• [Task to complete] Reproduce the rows between the lines holding "Mark the concrete" and "[[0, 530, 1024, 768]]", inclusive, swapping "staircase" for "stairway" and leaving everything else unchanged.

Detection examples:
═══

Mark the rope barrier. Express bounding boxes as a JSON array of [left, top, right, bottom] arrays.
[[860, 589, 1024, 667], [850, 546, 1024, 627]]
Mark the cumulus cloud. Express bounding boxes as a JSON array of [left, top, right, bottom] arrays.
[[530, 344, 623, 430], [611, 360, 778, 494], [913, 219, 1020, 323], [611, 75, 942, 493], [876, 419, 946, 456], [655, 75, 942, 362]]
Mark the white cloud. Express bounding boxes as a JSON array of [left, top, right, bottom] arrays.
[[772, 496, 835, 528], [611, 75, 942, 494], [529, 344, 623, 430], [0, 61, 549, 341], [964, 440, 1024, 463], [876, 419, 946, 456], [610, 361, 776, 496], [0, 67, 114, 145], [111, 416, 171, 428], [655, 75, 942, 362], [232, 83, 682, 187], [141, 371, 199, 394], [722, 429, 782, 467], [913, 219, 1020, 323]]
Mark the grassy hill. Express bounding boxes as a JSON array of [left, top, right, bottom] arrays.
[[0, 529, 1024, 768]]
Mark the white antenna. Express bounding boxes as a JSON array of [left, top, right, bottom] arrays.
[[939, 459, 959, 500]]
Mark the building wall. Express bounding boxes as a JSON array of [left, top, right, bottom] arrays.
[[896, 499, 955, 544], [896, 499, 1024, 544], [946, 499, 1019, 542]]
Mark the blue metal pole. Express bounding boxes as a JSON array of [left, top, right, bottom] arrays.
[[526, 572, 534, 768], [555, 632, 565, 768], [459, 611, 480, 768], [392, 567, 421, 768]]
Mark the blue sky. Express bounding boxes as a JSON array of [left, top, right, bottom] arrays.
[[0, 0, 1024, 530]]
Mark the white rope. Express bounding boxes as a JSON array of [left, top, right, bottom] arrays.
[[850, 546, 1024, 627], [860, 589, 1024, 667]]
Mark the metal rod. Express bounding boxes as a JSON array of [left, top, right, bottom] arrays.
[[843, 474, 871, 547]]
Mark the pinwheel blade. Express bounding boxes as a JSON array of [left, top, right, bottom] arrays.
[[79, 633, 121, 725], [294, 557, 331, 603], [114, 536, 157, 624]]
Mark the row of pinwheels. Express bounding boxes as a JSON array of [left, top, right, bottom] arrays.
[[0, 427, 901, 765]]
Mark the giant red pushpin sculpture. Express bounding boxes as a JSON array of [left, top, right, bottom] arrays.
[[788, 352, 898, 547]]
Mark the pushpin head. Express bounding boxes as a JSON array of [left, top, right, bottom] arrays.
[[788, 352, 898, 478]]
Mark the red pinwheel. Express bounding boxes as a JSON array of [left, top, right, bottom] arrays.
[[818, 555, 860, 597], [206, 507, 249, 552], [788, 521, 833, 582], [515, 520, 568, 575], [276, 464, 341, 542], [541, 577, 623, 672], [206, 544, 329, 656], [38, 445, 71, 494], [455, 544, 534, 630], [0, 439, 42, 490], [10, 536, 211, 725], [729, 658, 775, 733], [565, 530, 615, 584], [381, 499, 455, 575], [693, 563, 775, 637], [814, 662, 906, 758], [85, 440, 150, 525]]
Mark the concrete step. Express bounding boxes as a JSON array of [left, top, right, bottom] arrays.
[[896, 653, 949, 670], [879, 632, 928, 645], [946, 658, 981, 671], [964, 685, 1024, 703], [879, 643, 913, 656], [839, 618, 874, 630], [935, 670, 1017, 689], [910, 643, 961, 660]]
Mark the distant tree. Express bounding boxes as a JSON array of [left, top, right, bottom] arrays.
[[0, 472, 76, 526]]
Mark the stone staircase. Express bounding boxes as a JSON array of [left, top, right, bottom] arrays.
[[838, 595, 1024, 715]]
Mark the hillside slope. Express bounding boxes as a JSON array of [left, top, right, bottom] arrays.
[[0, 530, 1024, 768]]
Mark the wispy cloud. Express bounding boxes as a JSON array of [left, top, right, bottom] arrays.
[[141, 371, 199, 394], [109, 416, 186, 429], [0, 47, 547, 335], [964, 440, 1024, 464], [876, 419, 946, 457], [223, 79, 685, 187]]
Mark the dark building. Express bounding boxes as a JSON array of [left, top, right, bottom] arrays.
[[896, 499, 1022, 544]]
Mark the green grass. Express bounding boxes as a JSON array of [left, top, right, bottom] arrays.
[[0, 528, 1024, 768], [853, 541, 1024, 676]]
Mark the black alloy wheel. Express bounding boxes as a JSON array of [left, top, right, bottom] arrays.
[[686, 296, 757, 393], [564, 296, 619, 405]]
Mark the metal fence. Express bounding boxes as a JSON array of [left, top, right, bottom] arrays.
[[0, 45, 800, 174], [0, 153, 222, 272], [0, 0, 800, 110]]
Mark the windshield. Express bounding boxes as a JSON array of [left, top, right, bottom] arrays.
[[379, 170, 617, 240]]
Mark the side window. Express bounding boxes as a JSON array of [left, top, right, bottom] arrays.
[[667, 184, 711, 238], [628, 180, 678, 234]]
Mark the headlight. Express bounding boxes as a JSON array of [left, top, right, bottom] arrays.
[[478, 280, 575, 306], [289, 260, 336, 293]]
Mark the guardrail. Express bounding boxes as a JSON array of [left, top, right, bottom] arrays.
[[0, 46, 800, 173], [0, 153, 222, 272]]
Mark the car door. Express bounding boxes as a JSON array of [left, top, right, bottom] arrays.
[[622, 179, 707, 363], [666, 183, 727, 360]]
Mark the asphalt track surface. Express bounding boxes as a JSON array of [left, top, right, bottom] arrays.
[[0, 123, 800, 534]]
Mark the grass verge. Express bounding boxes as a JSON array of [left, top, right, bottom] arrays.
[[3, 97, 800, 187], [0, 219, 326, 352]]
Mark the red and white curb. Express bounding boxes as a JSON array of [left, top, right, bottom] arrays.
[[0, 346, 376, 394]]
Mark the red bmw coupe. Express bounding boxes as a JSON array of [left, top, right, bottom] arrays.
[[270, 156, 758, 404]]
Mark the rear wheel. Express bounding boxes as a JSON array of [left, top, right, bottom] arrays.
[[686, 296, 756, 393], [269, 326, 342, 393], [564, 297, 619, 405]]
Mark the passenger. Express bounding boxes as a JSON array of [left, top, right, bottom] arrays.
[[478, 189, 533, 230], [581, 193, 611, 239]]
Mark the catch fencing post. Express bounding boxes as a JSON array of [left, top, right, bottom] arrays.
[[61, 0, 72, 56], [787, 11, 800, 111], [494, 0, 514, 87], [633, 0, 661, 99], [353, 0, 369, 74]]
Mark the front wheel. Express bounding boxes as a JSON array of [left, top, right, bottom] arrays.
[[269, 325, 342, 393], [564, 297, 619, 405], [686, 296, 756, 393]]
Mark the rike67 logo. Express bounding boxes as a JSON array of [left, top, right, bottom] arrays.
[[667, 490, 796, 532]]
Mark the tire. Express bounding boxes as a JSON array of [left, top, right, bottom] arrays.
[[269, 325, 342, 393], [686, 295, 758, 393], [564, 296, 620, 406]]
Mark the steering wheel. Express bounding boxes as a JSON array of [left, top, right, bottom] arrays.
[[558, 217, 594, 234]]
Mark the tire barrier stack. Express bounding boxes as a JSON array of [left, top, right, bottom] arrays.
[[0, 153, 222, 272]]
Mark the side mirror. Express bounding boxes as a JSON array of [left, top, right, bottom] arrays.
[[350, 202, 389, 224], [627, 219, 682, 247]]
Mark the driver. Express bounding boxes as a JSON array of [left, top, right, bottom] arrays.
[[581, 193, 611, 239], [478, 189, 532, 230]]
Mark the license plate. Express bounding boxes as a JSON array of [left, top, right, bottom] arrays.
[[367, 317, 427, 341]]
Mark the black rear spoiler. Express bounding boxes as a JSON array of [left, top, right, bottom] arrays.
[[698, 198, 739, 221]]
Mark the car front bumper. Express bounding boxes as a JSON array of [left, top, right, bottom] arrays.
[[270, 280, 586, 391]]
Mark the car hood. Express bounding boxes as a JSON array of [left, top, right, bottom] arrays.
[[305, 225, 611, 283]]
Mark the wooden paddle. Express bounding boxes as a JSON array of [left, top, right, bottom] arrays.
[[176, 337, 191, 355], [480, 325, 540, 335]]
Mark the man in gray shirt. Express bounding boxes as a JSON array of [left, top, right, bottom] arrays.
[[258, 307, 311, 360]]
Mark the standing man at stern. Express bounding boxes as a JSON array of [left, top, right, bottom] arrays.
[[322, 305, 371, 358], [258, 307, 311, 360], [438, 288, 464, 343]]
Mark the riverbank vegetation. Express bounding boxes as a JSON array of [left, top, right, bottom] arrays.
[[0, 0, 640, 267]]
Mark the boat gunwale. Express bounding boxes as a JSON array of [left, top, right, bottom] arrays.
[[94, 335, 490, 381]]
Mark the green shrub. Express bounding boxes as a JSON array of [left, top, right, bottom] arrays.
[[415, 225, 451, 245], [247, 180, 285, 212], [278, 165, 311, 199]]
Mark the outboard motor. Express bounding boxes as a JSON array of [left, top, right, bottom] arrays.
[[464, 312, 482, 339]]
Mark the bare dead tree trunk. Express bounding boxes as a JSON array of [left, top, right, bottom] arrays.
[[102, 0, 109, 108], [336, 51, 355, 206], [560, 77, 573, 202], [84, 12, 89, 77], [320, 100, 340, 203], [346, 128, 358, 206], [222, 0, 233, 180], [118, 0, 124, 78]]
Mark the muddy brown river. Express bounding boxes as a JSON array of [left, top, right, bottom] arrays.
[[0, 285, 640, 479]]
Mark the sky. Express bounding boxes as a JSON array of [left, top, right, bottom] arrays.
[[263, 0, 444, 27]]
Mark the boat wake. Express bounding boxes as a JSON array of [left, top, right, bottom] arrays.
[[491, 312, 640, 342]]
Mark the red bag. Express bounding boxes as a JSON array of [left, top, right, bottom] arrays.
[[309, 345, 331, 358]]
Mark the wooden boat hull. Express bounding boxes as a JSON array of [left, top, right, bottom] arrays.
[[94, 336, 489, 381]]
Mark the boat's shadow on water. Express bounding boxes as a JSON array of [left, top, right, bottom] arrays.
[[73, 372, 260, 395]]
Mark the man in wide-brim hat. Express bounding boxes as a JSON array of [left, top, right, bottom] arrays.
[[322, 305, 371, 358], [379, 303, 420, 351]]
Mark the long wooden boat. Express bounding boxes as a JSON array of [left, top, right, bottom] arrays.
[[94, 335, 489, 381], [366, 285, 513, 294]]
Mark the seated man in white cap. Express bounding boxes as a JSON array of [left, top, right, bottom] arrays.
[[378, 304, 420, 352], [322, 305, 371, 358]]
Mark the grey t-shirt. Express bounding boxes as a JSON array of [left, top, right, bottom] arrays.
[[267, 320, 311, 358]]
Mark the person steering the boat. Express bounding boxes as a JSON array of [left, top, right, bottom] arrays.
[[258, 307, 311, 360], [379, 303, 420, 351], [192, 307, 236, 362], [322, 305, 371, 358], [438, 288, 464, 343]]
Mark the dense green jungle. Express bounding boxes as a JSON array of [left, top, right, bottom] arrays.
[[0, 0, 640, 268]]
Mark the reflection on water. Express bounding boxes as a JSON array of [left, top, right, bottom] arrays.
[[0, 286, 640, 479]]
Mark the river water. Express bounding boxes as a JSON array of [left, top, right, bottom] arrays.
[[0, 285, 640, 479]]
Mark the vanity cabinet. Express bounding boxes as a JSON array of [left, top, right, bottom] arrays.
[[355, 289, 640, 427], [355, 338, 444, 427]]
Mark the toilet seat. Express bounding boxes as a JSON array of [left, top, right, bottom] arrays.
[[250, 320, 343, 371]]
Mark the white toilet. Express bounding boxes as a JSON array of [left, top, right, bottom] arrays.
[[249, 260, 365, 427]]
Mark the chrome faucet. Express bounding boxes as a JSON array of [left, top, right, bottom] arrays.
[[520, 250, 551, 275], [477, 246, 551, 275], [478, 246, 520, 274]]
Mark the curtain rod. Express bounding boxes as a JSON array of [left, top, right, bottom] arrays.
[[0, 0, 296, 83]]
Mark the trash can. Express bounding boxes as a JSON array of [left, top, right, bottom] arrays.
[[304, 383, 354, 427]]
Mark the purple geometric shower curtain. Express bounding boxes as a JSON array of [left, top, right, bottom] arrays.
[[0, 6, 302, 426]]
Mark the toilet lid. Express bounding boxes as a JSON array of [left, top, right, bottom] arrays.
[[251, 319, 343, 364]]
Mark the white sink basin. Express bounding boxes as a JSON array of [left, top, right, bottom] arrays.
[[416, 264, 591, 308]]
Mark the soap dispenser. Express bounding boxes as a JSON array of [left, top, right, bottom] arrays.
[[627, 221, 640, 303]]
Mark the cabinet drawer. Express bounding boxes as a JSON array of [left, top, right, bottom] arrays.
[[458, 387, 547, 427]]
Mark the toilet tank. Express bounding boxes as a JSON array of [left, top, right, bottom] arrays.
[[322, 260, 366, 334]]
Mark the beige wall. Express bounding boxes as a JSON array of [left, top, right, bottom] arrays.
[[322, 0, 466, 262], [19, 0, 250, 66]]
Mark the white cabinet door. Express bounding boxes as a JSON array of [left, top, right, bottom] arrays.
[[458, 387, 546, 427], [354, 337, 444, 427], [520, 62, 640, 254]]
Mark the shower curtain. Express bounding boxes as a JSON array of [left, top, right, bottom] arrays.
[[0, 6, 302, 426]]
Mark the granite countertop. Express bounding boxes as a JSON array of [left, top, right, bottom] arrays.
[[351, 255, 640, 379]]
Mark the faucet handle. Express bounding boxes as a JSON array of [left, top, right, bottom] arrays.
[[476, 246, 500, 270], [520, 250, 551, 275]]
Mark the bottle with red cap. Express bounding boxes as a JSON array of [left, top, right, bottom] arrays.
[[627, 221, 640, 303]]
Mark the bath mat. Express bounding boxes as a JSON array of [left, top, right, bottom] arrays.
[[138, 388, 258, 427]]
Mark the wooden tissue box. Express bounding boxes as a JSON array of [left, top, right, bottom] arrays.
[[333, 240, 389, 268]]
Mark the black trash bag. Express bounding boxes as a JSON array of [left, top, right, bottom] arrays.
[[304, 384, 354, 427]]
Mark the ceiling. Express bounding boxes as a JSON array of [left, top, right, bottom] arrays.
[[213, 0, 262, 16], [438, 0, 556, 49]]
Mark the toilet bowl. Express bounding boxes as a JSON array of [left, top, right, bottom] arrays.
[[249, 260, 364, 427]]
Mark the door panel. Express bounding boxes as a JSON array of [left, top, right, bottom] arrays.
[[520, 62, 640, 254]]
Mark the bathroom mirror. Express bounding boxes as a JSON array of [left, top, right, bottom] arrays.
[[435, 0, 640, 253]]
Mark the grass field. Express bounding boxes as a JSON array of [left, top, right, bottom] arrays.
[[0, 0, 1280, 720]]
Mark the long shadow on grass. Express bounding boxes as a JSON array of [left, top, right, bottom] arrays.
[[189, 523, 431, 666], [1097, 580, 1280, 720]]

═══

• [Written reply]
Mark the concrete step. Express bounding boxes as a JSON array of [left, top, right, bottom] arrays.
[[896, 653, 949, 670], [879, 632, 928, 645], [946, 658, 981, 671], [964, 685, 1024, 703], [879, 643, 913, 656], [839, 618, 874, 630], [935, 670, 1017, 689], [910, 643, 961, 660]]
Mark the distant tree. Express bounding boxes as a JSON array of [left, top, right, bottom] arrays.
[[0, 472, 76, 526]]
Mark the stone stairway. Express bounding boxes as a JSON array of [left, top, right, bottom] arrays.
[[838, 595, 1024, 715]]
Mark the hillside slope. Express bounding boxes as a JSON array of [left, top, right, bottom] arrays.
[[0, 530, 1024, 768]]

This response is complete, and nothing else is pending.